Segment Open

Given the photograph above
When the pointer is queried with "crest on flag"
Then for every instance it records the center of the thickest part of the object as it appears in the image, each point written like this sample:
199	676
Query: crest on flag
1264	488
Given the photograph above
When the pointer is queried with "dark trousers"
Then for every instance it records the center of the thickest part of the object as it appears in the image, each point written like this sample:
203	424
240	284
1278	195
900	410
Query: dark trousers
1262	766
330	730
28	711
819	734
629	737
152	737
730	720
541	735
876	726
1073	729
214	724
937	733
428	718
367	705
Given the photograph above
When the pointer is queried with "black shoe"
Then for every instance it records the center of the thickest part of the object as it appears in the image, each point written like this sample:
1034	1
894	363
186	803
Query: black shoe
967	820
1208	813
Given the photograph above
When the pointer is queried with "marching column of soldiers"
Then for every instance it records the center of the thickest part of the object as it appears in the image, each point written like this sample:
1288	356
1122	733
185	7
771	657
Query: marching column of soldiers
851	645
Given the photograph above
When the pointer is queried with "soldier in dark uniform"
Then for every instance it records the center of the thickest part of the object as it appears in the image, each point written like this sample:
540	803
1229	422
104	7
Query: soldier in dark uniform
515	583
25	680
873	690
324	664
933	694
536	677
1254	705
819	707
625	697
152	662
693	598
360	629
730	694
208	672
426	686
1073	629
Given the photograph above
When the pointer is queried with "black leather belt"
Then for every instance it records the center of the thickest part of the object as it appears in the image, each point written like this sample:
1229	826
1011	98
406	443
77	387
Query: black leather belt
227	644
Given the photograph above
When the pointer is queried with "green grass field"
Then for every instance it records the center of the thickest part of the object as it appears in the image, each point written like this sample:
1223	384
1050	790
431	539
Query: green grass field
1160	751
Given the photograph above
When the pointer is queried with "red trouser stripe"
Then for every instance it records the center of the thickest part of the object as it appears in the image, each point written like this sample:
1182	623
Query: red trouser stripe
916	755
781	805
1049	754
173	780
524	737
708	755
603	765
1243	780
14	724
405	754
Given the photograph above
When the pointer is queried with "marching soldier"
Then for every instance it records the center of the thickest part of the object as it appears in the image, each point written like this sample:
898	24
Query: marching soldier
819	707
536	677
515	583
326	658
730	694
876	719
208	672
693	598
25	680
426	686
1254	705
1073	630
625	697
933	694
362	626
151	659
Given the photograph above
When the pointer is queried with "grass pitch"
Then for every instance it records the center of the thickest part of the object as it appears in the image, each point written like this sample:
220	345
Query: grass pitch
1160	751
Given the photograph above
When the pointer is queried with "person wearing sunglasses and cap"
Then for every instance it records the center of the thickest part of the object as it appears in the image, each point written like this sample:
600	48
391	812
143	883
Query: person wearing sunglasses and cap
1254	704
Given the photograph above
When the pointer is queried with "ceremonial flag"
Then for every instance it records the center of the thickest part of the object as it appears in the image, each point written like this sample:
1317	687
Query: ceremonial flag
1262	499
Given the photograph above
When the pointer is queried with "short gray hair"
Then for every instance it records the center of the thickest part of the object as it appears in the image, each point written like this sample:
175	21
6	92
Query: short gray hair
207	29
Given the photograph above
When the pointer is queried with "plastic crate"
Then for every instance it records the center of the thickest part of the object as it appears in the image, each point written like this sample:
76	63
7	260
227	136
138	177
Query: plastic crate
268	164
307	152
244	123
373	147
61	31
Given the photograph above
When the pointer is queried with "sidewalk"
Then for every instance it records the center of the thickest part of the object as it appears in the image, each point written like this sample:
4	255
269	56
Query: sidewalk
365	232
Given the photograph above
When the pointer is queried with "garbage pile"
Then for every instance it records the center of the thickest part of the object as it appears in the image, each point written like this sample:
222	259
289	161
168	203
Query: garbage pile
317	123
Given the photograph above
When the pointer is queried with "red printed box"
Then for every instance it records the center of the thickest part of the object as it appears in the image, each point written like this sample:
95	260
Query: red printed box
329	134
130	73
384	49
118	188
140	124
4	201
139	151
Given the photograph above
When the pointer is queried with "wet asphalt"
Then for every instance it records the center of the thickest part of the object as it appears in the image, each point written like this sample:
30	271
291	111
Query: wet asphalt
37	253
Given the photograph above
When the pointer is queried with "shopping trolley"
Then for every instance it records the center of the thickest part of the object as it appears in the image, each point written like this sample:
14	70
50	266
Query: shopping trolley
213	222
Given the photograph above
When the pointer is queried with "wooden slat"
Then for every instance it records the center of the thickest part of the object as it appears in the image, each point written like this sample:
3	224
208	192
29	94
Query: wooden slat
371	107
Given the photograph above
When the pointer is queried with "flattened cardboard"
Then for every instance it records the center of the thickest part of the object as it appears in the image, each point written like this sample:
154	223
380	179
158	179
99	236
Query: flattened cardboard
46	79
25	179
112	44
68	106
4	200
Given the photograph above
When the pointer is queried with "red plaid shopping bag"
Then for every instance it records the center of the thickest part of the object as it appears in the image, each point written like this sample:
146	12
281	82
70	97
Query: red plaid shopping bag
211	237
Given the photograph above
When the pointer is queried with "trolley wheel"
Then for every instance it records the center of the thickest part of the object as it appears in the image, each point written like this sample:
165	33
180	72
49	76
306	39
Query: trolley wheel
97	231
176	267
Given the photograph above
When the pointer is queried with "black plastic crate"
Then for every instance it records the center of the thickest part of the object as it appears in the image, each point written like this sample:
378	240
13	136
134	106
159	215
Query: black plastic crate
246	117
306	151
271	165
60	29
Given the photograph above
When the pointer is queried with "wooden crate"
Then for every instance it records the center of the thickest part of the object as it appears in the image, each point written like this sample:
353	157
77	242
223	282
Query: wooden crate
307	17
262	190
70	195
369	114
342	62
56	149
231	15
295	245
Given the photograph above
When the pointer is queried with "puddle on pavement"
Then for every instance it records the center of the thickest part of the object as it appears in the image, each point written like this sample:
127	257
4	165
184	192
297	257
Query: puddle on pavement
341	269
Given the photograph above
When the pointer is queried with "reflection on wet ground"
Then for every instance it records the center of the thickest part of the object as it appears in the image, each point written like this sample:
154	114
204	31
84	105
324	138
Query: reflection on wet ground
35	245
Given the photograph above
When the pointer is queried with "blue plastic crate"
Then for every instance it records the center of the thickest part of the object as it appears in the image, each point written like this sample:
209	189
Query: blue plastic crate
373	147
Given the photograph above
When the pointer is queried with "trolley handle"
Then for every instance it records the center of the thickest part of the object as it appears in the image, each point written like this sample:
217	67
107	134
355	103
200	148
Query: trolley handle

Segment Closed

WORK TO BE COMPLETED - Going through the entries above, count each line that has the word "handle" and report only the count.

ANSWER SECTION - 2